[start Supplied passage]

No, I'm afraid I can't.  Sorry.  It is the private property of a company.

Plus, its at the office...


----------



## manu1959

Toro said:


> An index of leading economic indicators I saw today says that we are out of a depression and merely into a recession.
> 
> It said we were in a depression in October.



the decline was so rapid from oct of 07 to october of 09 it was quite shocking......

i am not sure i believe that we are are at the bottom of the dive and climbing......

given you can't post it what were the three indicators that are trending flat or up form oct to now.....

remember   ..... "flat is the new up"


----------



## Toro

A better way of thinking about it is that the rate of decline is slowing, not that the economy has bottomed and is picking up.  

It is an index of 22 indicators.  The index just popped up on the last reading and may fall back down again, but it has been moving up from deep depression to just "depression" since February.  Now we are at recession.  In other words, the rate of decline has been slowing for about a month, which makes sense because the corporate bond market has opened up and deals are getting done.

Bloomberg.com: Worldwide

The rate of decline must slow before it can stabilize and begin picking up again.  That is where we are at now.

It also showed that deflationary pressures are easing.

BTW, the average stock is trading at 6x-9x earnings, depending which way you want to measure it.  Those are depression type multiples.  The market is pricing in depression and deflation.  If the economy is now only "recession" and prices are stabilizing, a powerful counter-trend rally is in the offing.  From what level, I don't know, but it should be coming.


----------



## Ravi

Toro seems to agree with NPR. Listening to tonight's broadcast, though overall it seemed dire...it did sound as if things were looking up...claiming the market was reacting to yesterday's news and not to the near future.

We can hope for the best.


----------



## wimpy77

i was watching bloomberg this morning and they seemed to believe it was because of gm and china's vague economic plan details.


----------



## manu1959

Toro said:


> A better way of thinking about it is that the rate of decline is slowing, not that the economy has bottomed and is picking up.
> 
> It is an index of 22 indicators.  The index just popped up on the last reading and may fall back down again, but it has been moving up from deep depression to just "depression" since February.  Now we are at recession.  In other words, the rate of decline has been slowing for about a month, which makes sense because the corporate bond market has opened up and deals are getting done.

[end Supplied passage]

→ **Stated exercise A**
Render the part of the entries that opens with their first line and closes with the line containing "[[400, 131]]", both included, as a Markdown table with the columns Row and Entry line, skipping blank lines and leaving out the pictures.

[start Material for this task]

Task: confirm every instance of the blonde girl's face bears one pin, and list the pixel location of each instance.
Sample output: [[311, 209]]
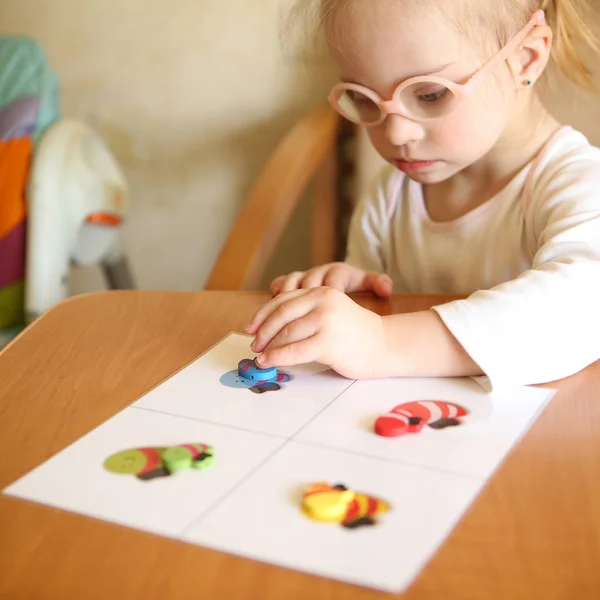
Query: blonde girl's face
[[380, 43]]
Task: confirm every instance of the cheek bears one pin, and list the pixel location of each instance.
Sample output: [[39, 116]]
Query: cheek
[[473, 130]]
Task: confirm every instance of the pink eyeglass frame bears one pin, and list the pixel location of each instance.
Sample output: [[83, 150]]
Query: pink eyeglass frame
[[461, 91]]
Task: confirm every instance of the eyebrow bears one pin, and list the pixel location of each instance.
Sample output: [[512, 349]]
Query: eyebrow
[[432, 72]]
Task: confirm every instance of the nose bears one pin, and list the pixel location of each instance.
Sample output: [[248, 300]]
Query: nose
[[400, 131]]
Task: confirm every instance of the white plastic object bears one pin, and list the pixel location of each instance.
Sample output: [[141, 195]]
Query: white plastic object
[[74, 179]]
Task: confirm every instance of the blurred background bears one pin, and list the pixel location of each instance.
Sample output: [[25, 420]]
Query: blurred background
[[192, 97]]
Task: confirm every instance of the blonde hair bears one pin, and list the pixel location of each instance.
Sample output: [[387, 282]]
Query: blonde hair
[[569, 20]]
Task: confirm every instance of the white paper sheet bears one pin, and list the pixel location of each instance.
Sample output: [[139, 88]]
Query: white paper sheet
[[269, 446]]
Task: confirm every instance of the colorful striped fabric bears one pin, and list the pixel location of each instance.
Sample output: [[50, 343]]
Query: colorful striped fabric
[[29, 99]]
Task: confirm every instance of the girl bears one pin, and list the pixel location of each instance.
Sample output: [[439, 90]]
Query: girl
[[486, 195]]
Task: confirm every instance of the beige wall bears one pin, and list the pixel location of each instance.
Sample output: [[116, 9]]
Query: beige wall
[[191, 95]]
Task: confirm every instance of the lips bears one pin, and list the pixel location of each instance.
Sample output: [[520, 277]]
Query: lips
[[413, 166]]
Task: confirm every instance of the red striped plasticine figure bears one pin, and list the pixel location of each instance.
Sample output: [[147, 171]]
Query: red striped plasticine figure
[[411, 417]]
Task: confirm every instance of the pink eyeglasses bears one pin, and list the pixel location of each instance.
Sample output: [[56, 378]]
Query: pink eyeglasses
[[420, 98]]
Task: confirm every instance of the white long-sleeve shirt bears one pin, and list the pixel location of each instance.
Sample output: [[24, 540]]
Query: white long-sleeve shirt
[[528, 262]]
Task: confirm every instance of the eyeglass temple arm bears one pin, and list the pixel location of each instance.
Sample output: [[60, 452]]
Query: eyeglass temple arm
[[536, 20]]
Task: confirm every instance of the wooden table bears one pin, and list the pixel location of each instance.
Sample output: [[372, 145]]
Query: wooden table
[[534, 532]]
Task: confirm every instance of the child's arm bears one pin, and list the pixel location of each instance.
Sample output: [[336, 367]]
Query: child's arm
[[545, 324], [420, 345]]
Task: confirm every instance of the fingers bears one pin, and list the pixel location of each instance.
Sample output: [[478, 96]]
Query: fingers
[[289, 334], [285, 307], [378, 283], [341, 277], [287, 283], [338, 274], [301, 352]]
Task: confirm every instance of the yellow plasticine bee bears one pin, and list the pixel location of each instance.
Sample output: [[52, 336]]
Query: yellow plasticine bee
[[338, 504]]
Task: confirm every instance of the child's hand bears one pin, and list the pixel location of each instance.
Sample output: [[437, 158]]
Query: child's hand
[[339, 276], [322, 325]]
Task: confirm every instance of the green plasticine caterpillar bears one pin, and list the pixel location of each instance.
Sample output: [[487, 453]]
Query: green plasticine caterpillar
[[149, 463]]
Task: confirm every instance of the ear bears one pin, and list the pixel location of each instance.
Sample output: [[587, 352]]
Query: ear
[[528, 64]]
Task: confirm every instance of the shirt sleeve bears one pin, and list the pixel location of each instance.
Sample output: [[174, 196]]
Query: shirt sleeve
[[368, 230], [545, 324]]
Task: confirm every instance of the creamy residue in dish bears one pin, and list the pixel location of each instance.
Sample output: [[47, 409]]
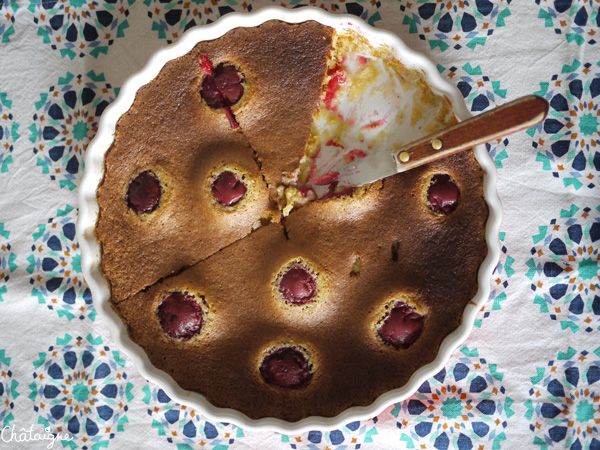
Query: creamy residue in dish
[[370, 102]]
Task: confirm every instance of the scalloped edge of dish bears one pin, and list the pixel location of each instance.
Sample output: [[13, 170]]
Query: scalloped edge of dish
[[91, 253]]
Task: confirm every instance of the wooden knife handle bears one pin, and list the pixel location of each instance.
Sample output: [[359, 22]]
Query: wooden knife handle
[[520, 114]]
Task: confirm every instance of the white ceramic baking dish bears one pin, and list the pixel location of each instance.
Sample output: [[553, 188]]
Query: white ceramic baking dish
[[88, 211]]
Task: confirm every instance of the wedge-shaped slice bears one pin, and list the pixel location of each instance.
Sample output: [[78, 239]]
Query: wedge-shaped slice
[[177, 142]]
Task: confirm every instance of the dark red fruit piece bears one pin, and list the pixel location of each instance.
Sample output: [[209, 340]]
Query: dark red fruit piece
[[286, 367], [223, 87], [227, 188], [443, 194], [298, 286], [143, 193], [180, 315], [402, 326]]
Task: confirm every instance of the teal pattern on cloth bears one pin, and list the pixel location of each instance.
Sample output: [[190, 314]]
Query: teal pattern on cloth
[[528, 376]]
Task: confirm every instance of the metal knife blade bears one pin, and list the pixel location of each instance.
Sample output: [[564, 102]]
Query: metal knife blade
[[514, 116]]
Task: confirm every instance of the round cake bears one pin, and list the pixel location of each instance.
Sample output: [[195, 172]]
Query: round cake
[[236, 260]]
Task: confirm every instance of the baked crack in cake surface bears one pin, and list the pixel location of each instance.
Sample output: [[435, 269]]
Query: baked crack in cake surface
[[228, 286]]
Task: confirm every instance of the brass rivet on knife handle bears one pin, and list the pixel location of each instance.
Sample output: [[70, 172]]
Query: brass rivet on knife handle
[[519, 114]]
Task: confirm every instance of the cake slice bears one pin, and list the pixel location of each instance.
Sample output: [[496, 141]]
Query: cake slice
[[178, 184], [180, 134], [283, 67], [343, 304]]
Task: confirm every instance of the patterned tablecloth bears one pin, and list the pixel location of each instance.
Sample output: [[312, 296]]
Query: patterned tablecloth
[[527, 377]]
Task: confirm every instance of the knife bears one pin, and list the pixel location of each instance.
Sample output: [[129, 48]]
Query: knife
[[517, 115]]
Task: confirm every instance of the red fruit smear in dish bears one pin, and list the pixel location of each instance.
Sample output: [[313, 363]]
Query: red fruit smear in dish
[[334, 192], [228, 189], [338, 78], [401, 327], [443, 194], [180, 315], [143, 193], [222, 87], [298, 286], [286, 367], [326, 179]]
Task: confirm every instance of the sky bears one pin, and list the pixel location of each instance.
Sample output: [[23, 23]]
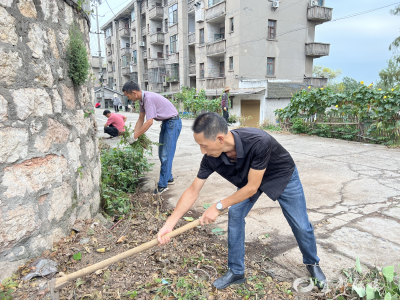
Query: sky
[[359, 45]]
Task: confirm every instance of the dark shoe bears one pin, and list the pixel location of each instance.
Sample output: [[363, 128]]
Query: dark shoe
[[160, 190], [317, 275], [228, 279]]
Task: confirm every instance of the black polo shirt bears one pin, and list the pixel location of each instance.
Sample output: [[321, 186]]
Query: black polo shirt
[[255, 149]]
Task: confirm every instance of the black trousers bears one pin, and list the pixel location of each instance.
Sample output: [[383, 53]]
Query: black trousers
[[111, 130], [225, 115]]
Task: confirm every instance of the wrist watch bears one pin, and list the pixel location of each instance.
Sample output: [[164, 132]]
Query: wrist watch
[[220, 207]]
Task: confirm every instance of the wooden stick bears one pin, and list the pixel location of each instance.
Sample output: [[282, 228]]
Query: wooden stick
[[60, 282]]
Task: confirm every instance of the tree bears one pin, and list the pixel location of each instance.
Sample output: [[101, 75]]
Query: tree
[[390, 76], [321, 71]]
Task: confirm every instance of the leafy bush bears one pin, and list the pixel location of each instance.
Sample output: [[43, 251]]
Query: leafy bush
[[77, 56]]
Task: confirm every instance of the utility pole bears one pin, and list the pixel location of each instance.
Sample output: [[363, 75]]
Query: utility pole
[[100, 59]]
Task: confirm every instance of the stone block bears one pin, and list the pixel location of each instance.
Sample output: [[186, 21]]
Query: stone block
[[37, 37], [34, 174], [7, 28], [68, 96], [3, 109], [56, 133], [53, 43], [14, 144], [27, 8], [17, 224], [57, 102], [10, 63], [32, 102], [50, 10], [44, 75], [74, 153], [60, 201]]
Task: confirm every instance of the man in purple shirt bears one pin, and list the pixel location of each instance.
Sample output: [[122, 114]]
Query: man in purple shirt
[[156, 107]]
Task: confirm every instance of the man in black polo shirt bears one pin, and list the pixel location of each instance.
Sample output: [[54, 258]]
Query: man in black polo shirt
[[255, 163]]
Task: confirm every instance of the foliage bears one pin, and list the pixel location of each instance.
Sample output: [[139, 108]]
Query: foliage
[[121, 169], [375, 110], [321, 71], [77, 56]]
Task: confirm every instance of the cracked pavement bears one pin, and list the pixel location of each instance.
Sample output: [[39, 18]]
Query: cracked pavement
[[352, 192]]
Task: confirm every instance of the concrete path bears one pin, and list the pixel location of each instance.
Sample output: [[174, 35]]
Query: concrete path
[[352, 191]]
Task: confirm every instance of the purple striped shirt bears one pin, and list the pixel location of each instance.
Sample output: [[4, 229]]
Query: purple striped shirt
[[157, 107]]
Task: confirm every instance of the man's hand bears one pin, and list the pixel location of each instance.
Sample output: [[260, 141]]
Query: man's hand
[[162, 239], [210, 215]]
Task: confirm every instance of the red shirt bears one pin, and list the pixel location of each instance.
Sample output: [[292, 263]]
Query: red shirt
[[117, 121]]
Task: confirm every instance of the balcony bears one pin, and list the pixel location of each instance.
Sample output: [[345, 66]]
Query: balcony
[[126, 51], [192, 70], [156, 13], [124, 32], [216, 11], [316, 81], [191, 6], [156, 63], [317, 49], [216, 83], [173, 29], [191, 38], [157, 38], [217, 48], [319, 14]]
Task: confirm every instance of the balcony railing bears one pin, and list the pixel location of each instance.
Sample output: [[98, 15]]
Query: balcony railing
[[316, 81], [191, 38], [173, 29], [216, 48], [319, 14], [192, 70], [156, 13], [124, 32], [216, 11], [191, 5], [126, 51], [156, 63], [317, 49], [216, 83], [157, 38]]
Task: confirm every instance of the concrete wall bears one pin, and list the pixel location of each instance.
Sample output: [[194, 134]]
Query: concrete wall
[[49, 160]]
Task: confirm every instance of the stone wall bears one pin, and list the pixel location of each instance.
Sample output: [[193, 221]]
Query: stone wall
[[49, 159]]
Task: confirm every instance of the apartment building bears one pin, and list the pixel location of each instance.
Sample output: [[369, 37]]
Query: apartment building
[[165, 45]]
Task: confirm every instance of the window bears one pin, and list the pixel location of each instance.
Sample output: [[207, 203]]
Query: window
[[271, 29], [135, 57], [202, 36], [270, 66], [174, 43], [173, 14]]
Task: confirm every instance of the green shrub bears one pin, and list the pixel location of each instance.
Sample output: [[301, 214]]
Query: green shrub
[[77, 56]]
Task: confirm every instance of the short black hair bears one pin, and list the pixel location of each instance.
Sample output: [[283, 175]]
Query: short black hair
[[211, 124], [130, 86]]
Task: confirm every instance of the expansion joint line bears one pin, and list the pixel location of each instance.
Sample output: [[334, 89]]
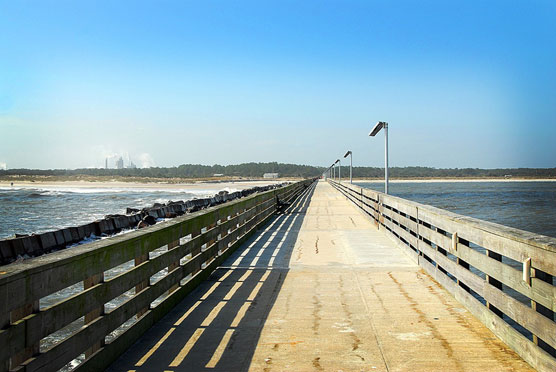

[end Material for this task]

→ **Stated exercise B**
List each distinct username that heads a post in the forum thread on economic indicators.

→ **Complete output A**
| Row | Entry line |
|---|---|
| 1 | Task: confirm every instance of the blonde girl's face bears one pin, and list the pixel location of each instance. |
| 2 | Sample output: [[311, 209]] |
| 3 | Query: blonde girl's face |
| 4 | [[380, 43]] |
| 5 | Task: confirm every instance of the cheek bears one pin, and list the pixel location of each instance. |
| 6 | Sample output: [[39, 116]] |
| 7 | Query: cheek |
| 8 | [[473, 130]] |
| 9 | Task: confirm every instance of the pink eyeglass frame bears one pin, and list the pixel location of each instance. |
| 10 | Sample output: [[83, 150]] |
| 11 | Query: pink eyeglass frame |
| 12 | [[461, 91]] |
| 13 | Task: confirm every instance of the eyebrow bears one pin, and list the pixel location of each instance. |
| 14 | Sample output: [[512, 349]] |
| 15 | Query: eyebrow |
| 16 | [[432, 72]] |
| 17 | Task: confirm every instance of the nose bears one pin, and list the pixel location of each instance. |
| 18 | Sample output: [[248, 300]] |
| 19 | Query: nose |
| 20 | [[400, 131]] |

→ **Complete output B**
manu1959, Toro, Ravi, wimpy77